Point annotation records
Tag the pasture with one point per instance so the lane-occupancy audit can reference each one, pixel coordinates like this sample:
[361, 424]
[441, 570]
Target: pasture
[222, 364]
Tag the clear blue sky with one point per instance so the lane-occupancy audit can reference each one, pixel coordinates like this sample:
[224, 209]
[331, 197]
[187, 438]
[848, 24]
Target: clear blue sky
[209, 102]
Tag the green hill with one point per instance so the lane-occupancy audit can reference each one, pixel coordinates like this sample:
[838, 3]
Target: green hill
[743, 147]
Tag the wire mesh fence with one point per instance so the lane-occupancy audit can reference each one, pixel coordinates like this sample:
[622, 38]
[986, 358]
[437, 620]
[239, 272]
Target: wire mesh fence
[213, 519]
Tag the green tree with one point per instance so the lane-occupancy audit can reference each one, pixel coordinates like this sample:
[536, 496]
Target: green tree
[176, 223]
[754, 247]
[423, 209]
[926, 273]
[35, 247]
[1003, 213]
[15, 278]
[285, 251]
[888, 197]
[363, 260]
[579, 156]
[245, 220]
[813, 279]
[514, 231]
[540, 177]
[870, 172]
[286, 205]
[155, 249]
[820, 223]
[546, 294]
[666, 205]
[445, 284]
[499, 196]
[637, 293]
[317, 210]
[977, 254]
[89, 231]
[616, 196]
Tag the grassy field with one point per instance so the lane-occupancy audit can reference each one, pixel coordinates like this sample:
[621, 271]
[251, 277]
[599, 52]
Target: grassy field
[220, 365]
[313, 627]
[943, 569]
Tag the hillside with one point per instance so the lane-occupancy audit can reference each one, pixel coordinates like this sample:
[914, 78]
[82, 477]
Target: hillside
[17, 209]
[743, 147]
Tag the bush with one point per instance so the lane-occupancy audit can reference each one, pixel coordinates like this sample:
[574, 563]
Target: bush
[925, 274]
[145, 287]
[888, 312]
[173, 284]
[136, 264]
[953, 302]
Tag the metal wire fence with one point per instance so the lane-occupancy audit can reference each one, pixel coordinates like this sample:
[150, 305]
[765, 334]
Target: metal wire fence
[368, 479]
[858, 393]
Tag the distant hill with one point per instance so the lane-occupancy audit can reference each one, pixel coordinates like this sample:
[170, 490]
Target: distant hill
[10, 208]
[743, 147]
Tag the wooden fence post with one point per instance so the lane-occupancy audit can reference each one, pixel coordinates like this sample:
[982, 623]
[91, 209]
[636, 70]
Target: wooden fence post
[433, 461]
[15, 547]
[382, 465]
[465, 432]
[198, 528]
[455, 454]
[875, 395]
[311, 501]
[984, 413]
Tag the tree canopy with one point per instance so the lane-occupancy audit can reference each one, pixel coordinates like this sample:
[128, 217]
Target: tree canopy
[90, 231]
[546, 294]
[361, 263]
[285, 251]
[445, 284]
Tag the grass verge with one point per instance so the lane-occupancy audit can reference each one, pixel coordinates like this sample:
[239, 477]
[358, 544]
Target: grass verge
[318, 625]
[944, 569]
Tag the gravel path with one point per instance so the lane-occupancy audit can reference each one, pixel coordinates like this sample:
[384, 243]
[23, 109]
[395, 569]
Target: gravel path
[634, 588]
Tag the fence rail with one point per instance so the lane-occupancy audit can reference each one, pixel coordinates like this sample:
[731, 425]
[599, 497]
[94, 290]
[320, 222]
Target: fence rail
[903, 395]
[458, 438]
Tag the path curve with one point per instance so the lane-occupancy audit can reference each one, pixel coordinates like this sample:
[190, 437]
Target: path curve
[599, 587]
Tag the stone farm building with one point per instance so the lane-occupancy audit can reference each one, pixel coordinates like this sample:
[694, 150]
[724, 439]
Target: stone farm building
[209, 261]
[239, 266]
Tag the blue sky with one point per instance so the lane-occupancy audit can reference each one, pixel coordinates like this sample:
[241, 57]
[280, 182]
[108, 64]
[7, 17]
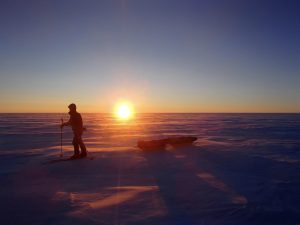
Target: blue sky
[161, 55]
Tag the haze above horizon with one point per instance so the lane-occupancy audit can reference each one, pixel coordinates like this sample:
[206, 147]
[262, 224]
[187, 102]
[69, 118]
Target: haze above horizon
[161, 56]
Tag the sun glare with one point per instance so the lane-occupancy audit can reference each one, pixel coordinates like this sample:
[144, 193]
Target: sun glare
[124, 111]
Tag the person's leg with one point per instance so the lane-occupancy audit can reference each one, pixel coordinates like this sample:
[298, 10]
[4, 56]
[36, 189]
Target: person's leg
[81, 144]
[82, 147]
[76, 145]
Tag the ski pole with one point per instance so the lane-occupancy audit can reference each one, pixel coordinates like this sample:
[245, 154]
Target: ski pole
[61, 152]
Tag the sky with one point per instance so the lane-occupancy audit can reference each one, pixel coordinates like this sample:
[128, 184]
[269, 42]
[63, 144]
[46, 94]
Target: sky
[159, 55]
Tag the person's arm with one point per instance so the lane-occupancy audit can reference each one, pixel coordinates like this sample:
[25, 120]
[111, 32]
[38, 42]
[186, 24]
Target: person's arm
[66, 123]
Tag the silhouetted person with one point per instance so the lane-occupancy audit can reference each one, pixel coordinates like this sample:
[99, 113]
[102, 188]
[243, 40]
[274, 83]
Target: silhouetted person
[76, 123]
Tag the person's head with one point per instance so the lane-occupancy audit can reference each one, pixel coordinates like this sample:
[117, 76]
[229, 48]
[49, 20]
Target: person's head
[72, 107]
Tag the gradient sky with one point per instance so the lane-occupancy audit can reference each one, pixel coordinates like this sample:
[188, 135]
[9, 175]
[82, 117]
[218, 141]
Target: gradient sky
[161, 55]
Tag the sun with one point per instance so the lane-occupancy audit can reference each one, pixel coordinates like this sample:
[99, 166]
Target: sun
[124, 111]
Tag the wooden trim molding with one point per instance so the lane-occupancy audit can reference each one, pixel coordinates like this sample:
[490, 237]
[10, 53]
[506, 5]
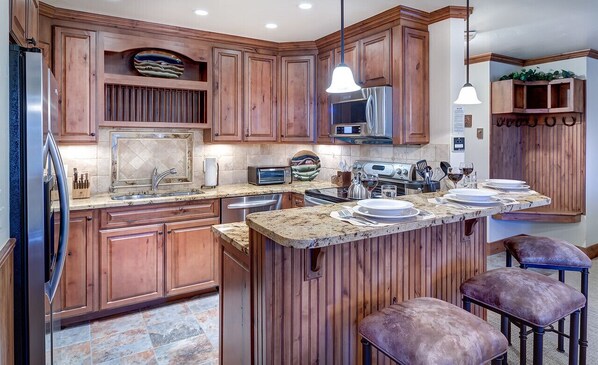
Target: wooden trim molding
[591, 53]
[6, 250]
[487, 57]
[458, 12]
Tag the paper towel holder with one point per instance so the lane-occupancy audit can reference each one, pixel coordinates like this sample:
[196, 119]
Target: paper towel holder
[217, 176]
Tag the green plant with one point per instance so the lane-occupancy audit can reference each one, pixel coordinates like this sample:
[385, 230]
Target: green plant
[537, 75]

To do >> Every line from the one containing "Tag the sun with" through the end of the entries above, both included, should be extracted exactly, with pictures left out.

Final result >>
Tag the sun with one point per instance so the lane-occupancy audit can reference each one, pixel coordinates like this sample:
[99, 166]
Target: sun
[124, 111]
Tag the wooden trim molding with one point per instance so the lane-occupancy audit can reference each one, pixel coordinates like this sample:
[490, 237]
[10, 53]
[506, 5]
Target: wooden trim molding
[591, 53]
[6, 250]
[487, 57]
[458, 12]
Tag the paper towel holder with one point per instance so the lane-occupancy audit can reference each one, pixel coordinates like this sample:
[196, 119]
Target: paper towel holder
[217, 176]
Tag the green plant with one point per instance so the lane-occupancy audit can reference each one, pixel coordinates like this sample:
[385, 230]
Target: green plant
[537, 75]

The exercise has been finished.